--- Selected text ---

Wehner said that Cesnik once came to her and asked, "Are the priests hurting you?" Both women have said that she was the only member of the school's staff who helped them and other girls abused by Maskell and his compatriots, and they believe she was murdered prior to discussing the matter with the archdiocese of Baltimore. The Baltimore Sun reported in late 2016 that since 2011 the archdiocese has paid out settlements to Maskell's victims.

Wehner further alleges that, two months before Cesnik's body was discovered, and only a day or two after Cesnik disappeared in November 1969, Maskell drove her to a wooded site near Fort Meade and showed her the body. Wehner says she remembers trying repeatedly to brush off the maggots crawling on Cesnik's face while frantically repeating the words, "Help me, help me." Her account was brought into question by scientific evidence showing that it would have been impossible for maggots to be alive at that time of year. However, Werner Spitz, who worked on the case, later confirmed that there had been maggots in both the victim's mouth and trachea when found. Meteorological records also reveal that temperatures during the week in question were warm enough for maggots to hatch. The Huffington Post reported that Maskell told Wehner, "You see what happens when you say bad things about people?"

Several days later, on November 13, 1969, the body of Joyce Malecki, a 20-year-old woman who looked like Cathy, was discovered by two hunters in the same wooded location where Maskell had driven Wehner.

Cesnik's body was not found until January 3, 1970, and its discovery by two hunters was not in the same area, but on the open hill trash dump of a small business property in Lansdowne.

In 2016, the Baltimore County Police Department (BCoPD) reassigned the case, prompting new interviews and further investigation into the alleged sexual abuse at Keough. After obtaining permission from the state's attorney's office, the BCoPD exhumed the body of Maskell, who died of a major stroke in 2001, but did not find a DNA match to evidence from the crime scene. Police spokeswoman Elise Armacost announced that this discovery does not exclude Maskell from being a suspect in the case.

In 2015 The Huffington Post, and in 2017 CBS Baltimore repeated the three women's allegations that during Cesnik's tenure at Archbishop Keough High School, two priests at the school, Maskell and E. Neil Magnus, were sexually abusing the girls at the school in addition to trafficking them to others.

In 2023 investigation of similar crimes in the Baltimore area has shed new light on this case.

The murder of Sister Cesnik contributed to the 2023 bankruptcy decision of the Baltimore Catholic Archdiocese.

== Academic opinion ==
Cesnik's death and the surrounding controversy have been the subject of academic study including the book The Horror of Police.

==In popular culture==
Netflix produced a seven-part documentary series about the case called The Keepers, which debuted on May 19, 2017. The series features interviews with women who were Cesnik's students, with some who say they were sexually abused by Maskell and others.

--- Records shown ---

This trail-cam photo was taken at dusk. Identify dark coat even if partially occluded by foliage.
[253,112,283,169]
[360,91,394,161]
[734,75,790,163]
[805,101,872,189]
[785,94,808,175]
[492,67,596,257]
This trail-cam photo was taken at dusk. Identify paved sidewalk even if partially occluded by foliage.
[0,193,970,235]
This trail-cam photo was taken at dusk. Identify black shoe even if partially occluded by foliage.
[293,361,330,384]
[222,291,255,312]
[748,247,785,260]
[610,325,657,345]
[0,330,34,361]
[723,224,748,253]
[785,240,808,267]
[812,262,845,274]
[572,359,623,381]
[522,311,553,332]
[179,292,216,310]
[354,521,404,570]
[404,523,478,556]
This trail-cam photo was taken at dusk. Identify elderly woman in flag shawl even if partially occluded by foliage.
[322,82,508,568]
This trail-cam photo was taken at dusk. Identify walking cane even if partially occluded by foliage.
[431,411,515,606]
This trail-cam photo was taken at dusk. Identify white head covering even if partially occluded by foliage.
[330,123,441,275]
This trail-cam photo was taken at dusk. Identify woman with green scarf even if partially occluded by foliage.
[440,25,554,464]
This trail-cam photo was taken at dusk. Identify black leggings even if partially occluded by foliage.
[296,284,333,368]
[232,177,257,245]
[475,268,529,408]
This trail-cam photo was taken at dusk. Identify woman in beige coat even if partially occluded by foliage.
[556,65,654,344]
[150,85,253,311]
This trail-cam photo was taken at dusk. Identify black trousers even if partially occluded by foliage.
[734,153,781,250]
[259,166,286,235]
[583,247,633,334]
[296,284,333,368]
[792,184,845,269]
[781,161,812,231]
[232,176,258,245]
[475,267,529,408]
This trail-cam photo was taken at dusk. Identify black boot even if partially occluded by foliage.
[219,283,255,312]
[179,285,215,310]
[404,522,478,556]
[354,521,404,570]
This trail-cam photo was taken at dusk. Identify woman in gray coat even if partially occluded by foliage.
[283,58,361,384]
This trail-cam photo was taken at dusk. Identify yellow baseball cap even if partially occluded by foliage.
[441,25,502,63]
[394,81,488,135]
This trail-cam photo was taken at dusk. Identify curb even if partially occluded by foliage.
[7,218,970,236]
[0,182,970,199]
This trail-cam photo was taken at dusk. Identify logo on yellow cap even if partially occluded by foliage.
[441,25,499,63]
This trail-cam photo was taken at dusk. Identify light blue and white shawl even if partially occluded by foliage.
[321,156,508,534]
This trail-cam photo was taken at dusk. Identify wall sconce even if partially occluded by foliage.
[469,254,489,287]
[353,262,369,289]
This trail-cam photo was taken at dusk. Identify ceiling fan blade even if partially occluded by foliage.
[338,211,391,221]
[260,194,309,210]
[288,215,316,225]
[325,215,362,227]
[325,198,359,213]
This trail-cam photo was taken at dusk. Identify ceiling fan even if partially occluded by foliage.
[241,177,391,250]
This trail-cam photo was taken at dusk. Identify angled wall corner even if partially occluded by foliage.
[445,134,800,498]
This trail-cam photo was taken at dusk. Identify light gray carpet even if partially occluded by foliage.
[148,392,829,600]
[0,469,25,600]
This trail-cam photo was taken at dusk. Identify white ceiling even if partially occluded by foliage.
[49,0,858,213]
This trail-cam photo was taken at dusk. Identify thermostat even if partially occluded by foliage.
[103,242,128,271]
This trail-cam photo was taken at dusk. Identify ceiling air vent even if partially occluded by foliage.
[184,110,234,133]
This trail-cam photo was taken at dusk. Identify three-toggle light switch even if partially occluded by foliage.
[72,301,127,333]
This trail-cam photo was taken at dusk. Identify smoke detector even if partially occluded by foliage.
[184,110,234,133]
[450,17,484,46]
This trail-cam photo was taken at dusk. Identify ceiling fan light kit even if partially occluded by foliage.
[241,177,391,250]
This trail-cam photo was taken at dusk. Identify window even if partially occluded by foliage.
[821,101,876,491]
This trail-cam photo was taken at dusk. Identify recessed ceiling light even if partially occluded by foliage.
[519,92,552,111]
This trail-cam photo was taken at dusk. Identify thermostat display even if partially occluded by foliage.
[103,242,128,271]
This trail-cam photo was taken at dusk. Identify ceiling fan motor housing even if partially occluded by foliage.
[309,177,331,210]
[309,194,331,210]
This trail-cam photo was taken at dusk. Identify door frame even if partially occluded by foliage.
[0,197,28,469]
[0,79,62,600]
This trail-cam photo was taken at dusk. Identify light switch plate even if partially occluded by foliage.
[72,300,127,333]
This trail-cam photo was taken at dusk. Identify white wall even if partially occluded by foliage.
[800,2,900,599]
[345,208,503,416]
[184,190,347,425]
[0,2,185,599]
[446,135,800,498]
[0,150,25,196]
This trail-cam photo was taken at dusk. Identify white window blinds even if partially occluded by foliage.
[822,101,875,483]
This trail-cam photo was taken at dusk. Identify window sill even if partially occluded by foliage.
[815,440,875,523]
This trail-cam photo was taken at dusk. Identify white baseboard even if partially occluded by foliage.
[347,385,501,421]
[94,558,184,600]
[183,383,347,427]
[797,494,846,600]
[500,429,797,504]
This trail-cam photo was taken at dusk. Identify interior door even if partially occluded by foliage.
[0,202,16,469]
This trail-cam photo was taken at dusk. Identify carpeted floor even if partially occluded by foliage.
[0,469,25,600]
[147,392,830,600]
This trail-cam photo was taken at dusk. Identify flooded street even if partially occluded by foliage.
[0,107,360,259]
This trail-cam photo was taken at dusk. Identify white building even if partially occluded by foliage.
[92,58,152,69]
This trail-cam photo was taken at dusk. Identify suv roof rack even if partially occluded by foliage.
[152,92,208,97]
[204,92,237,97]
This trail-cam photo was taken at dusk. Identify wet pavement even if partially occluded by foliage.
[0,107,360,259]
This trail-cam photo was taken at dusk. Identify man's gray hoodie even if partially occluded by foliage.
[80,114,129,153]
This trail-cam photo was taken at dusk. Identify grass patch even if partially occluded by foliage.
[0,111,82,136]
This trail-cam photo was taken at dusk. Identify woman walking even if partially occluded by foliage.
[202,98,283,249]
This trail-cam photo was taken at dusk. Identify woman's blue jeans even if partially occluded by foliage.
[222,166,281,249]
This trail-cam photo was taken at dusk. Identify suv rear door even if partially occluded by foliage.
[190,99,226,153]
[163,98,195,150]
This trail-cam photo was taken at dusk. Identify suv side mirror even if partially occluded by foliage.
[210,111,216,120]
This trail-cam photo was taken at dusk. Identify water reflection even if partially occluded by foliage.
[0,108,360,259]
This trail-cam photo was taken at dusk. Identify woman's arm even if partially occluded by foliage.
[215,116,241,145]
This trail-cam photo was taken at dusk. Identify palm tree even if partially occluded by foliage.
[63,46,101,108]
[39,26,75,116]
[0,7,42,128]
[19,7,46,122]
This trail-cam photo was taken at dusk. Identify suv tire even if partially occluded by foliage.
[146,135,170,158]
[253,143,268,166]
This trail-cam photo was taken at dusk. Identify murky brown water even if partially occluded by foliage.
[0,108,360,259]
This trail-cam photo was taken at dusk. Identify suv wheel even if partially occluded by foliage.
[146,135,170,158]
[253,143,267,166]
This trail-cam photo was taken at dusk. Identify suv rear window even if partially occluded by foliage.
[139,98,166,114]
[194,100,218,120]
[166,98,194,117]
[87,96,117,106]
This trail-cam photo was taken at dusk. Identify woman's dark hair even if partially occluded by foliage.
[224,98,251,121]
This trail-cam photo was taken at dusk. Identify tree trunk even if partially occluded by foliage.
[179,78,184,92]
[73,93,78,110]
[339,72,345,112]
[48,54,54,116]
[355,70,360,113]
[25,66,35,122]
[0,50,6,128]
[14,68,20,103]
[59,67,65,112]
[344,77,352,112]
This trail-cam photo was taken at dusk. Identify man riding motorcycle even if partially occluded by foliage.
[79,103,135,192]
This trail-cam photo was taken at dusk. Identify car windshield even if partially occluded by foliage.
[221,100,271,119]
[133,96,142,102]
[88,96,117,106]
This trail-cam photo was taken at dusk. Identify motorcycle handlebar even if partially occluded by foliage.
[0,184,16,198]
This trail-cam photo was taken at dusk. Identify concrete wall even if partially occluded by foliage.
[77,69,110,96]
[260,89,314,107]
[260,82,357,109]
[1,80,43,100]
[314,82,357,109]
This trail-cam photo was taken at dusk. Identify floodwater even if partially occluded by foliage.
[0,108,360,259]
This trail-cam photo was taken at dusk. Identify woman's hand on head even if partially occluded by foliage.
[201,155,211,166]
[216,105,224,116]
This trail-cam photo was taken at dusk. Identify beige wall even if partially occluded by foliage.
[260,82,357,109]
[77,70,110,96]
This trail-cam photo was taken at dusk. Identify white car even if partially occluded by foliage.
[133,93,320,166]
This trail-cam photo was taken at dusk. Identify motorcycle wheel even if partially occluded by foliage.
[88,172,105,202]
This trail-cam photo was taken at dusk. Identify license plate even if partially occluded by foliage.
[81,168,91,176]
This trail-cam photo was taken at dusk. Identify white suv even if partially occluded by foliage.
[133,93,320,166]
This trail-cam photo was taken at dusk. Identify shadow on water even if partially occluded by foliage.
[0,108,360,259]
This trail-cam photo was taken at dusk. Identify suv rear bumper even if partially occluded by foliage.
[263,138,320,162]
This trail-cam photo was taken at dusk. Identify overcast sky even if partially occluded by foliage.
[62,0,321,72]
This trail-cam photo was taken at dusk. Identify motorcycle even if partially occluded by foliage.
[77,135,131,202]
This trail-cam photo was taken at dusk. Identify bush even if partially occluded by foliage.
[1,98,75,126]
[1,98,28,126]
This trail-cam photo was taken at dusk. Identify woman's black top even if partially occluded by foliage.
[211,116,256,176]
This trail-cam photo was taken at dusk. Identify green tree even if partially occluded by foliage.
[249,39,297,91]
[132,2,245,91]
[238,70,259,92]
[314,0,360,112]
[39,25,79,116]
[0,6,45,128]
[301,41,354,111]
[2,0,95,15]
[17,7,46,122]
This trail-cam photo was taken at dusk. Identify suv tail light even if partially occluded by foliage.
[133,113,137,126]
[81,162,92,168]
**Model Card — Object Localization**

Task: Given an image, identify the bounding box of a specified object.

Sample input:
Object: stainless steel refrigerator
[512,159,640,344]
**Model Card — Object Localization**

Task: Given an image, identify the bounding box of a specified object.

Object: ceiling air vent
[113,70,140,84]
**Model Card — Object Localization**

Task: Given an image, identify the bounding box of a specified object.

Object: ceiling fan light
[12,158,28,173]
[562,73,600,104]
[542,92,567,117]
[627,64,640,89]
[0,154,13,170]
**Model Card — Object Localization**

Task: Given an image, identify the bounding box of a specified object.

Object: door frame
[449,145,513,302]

---

— Work required —
Please quote the passage about the Cesnik case word for word, from "In 2015 The" up to and including "on this case.".

— Solution for this task —
In 2015 The Huffington Post, and in 2017 CBS Baltimore repeated the three women's allegations that during Cesnik's tenure at Archbishop Keough High School, two priests at the school, Maskell and E. Neil Magnus, were sexually abusing the girls at the school in addition to trafficking them to others.

In 2023 investigation of similar crimes in the Baltimore area has shed new light on this case.